Task to carry out :: Lines outside the range are not wanted. Give again exactly the lines between the line holding "Category: gray striped shirt" and the line holding "Category: dslr camera body", inclusive, from the listing below.

Record excerpts ::
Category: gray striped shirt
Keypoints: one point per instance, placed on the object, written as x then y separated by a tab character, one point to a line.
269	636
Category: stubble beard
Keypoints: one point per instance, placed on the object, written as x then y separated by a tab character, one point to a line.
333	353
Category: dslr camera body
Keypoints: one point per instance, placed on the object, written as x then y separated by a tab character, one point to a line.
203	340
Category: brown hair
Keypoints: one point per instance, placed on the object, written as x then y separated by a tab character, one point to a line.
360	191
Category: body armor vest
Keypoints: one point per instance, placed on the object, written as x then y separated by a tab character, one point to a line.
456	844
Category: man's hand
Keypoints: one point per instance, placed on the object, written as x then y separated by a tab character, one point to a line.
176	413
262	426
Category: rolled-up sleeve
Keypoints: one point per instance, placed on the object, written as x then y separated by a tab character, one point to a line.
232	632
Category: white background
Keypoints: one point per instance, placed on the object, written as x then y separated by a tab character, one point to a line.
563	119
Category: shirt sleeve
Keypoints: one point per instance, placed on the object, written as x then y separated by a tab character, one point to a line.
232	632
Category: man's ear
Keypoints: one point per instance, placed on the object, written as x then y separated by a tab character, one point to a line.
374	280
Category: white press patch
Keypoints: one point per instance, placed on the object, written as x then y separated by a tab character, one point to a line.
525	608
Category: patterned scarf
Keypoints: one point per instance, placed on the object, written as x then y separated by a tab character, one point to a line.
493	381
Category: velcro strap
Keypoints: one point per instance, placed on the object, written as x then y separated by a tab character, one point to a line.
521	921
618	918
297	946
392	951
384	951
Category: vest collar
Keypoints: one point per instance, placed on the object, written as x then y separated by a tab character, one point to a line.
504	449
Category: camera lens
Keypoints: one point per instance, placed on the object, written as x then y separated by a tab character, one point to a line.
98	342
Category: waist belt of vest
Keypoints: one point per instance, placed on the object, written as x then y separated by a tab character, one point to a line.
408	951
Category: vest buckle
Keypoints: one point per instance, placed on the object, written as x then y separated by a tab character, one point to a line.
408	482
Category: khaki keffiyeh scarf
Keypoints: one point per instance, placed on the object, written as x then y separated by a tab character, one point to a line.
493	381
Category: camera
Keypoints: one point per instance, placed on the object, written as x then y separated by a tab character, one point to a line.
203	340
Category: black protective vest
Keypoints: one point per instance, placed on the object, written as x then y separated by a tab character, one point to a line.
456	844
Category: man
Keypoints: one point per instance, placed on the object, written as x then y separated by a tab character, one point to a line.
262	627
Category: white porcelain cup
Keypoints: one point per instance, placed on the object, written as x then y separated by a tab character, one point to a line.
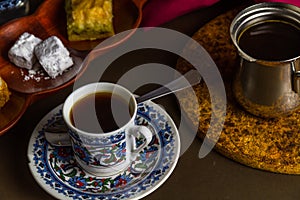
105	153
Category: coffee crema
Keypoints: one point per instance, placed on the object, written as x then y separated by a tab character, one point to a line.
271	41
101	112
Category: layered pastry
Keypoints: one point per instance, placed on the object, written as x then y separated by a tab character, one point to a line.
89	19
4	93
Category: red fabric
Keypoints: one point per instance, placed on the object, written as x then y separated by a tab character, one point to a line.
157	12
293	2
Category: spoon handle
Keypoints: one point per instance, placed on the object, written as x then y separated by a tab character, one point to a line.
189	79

* * *

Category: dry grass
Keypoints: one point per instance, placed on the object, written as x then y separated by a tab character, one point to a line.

* * *

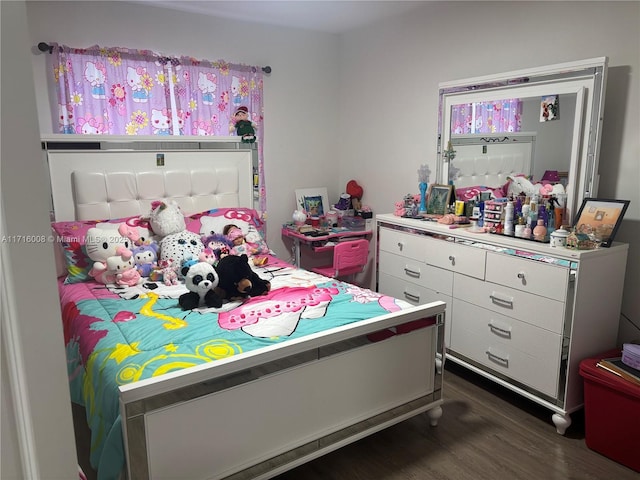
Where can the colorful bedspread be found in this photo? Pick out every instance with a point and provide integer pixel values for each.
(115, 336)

Solution to the problem ::
Category: gray striped shirt
Keypoints: one point per instance, placed on the object, written as x then y separated by a tab character, one point to a line.
269	636
Category: stubble beard
Keypoints: one point per instance, placed on the object, written as x then y separated by a tab character, one point to a line.
333	353
Category: dslr camera body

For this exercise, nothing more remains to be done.